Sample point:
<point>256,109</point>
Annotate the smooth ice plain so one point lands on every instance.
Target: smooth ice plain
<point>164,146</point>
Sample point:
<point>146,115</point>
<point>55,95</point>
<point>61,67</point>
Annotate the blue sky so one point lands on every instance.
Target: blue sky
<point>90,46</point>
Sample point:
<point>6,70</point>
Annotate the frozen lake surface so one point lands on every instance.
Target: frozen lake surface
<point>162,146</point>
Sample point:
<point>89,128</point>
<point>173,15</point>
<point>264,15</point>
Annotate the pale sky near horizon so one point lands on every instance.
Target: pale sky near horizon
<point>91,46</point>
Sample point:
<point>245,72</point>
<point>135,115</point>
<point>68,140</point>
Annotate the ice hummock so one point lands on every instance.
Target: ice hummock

--

> [Exercise task]
Reproduce the entire listing above verbatim, line by line.

> [Task output]
Sample point:
<point>256,109</point>
Annotate the smooth ice plain so one point lands on every instance.
Target: smooth ice plain
<point>164,146</point>
Sample point:
<point>146,115</point>
<point>55,95</point>
<point>61,67</point>
Annotate the blue sky so one point lands on every instance.
Target: blue sky
<point>90,46</point>
Sample point:
<point>6,70</point>
Annotate the frozen lake surface so one point lands on every instance.
Target: frozen lake surface
<point>162,146</point>
Sample point:
<point>89,128</point>
<point>173,15</point>
<point>264,15</point>
Annotate the pale sky near horizon so one point lands on every instance.
Target: pale sky near horizon
<point>91,46</point>
Sample point:
<point>245,72</point>
<point>135,115</point>
<point>68,140</point>
Annotate the ice hummock so one point lands on every instance.
Target: ice hummock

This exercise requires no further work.